# Fragmento del documento
....................

Una mañana de sábado me levanté temprano y percibí un rico aroma que provenía de la cocina. Yo tenía como nueve años de edad.
Me dirigí hacia allá y cuando entré, vi que mi mamá ya tenía en la mesa un taxcal repleto de gorditas de trigo y otras se encontraban en proceso de cocción sobre un comal que abarcaba casi toda la estufa.
—¡Mmmm! —exclamé.
Mi mamá, como muchas señoras que crecieron en el medio rural, sabía cocinar muy sabroso. El mole lo hacía de acuerdo a la receta de sus antepasados, con el metate, pero su especialidad eran las gorditas de trigo y las de nata.
—Mín, —así me decía ella. De hecho, así me siguen llamando las personas que me conocieron desde mi infancia— ve a comprar un litro de atole.
Raudo y veloz tomé dinero de la bolsa de su mandil —ya que ella tenía sus manos ocupadas —, saqué del trastero una jarra de plástico y salí a cumplir mi encomienda.
Por aquellos años había lugares emblemáticos en mi barrio. Uno de ellos era la casa de la señora del atole, en la calle de Texcoco.
Su casa era muy sencilla, como casi todas las del barrio. Al entrar, tenía uno que caminar por un pasillo de unos cuatro metros de profundidad.
A la derecha había una pequeña habitación en la que supongo que se encontraba la recámara principal. En lugar de puerta tenía una cortina de tela color naranja.
El siguiente espacio era más amplio, rectangular, ahí se encontraba la señora preparando el atole.
Era una construcción en obra negra. En algunos tramos podía ver ladrillo rojo y en otros, del que le llamaban “mochetón”. Las paredes estaban a medio enjarrar.

....................

# Registros de datos
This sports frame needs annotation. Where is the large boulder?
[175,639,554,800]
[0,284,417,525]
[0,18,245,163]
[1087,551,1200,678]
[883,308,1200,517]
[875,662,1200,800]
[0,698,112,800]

....................

# Lo solicitado
Prosiga el relato sobre la casa de la señora del atole a partir de su última oración.

# Respuesta
El techo era de lámina negra de cartón. La luz del sol se filtraba por algunos orificios de las láminas haciendo resaltar el humo proveniente del fogón.
La mujer, alta y fornida, ocupaba un rincón, acomodada en una silla de madera cuyo asiento y respaldo tejidos de palma.
Frente a ella, un fogón y sobre él un cazo grande lleno de un humeante atole blanco que meneaba con una larga cuchara de madera.
Alrededor de la habitación había sendos tablones sostenidos por ladrillos para que ahí la gente se sentara.
Cuando entré, la señora me miró de reojo.
—Buenos días —saludé.
—Siéntate niño, ya mero va a estar el atole —exclamó con amabilidad.
Le agradecí y ocupé uno de los lugares disponibles. Había otras ocho personas esperando. En ocasiones que yo había estado ahí, la gente departía alegremente, pero ese día todos estaban callados. No tardaría mucho en descubrir la razón.
A un costado de donde estaba sentada la señora del atole, había un radio de transistores color café sintonizando la radionovela “Porfirio Cadena, el ojo de vidrio”. Todos los presentes seguían atentos el desarrollo de la trama.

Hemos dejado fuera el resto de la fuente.